--- START ---

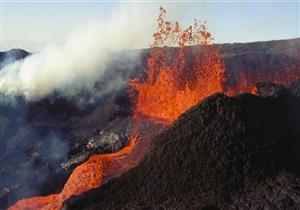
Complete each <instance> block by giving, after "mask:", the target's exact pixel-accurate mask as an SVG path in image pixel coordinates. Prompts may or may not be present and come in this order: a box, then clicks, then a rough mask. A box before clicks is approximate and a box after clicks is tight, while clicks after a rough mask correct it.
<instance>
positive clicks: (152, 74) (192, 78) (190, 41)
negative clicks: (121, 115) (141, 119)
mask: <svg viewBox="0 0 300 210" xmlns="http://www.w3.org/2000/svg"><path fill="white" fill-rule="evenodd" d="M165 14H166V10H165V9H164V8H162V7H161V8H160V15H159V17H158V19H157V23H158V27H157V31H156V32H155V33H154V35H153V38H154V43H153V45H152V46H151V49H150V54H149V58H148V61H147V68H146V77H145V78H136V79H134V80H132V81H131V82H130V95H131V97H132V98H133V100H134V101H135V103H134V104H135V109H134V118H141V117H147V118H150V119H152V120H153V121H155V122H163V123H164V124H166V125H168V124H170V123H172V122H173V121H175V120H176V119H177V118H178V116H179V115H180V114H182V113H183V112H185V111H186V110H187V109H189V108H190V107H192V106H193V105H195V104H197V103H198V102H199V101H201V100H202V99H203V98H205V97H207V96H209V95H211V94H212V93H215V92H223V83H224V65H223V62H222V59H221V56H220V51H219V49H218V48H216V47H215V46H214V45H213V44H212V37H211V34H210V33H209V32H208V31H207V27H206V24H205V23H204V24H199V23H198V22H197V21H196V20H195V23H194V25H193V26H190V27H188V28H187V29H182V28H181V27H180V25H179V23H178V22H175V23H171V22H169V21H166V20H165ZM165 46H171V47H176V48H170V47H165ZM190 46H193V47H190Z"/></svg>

--- END ---

◆ Problem requirements ◆
Transcribe every entry word for word, but omit the pictures.

◆ Answer for the task ◆
Complete each <instance> block by giving, after "mask:", the target's exact pixel-accurate mask as an SVG path in image pixel coordinates. Prompts may or may not be present and come in this order: a box, then clicks, then a rough mask. A box before clicks is approximate and a box after clicks is tight, while clicks after a rough mask correct it.
<instance>
positive clicks: (152, 74) (192, 78) (190, 41)
negative clicks: (121, 115) (141, 119)
mask: <svg viewBox="0 0 300 210" xmlns="http://www.w3.org/2000/svg"><path fill="white" fill-rule="evenodd" d="M165 14H166V10H165V9H164V8H162V7H161V8H160V15H159V17H158V19H157V23H158V27H157V31H156V32H155V33H154V35H153V38H154V43H153V45H152V46H151V49H150V54H149V58H148V61H147V68H146V77H145V78H136V79H134V80H132V81H131V82H130V95H131V97H132V98H133V100H134V101H135V103H134V104H135V109H134V118H141V117H147V118H150V119H152V120H153V121H155V122H163V123H164V124H166V125H168V124H170V123H172V122H173V121H175V120H176V119H177V118H178V116H179V115H180V114H182V113H183V112H185V111H186V110H187V109H189V108H190V107H192V106H193V105H195V104H197V103H198V102H199V101H201V100H202V99H203V98H205V97H207V96H209V95H211V94H212V93H215V92H223V83H224V65H223V62H222V59H221V56H220V51H219V49H218V48H216V47H215V46H214V45H213V44H212V37H211V34H210V33H209V32H208V31H207V27H206V24H205V23H204V24H199V23H198V22H197V21H196V20H195V23H194V25H193V26H190V27H188V28H187V29H182V28H181V27H180V25H179V23H178V22H175V23H171V22H169V21H166V20H165ZM165 46H171V47H176V48H170V47H165ZM190 46H193V47H190Z"/></svg>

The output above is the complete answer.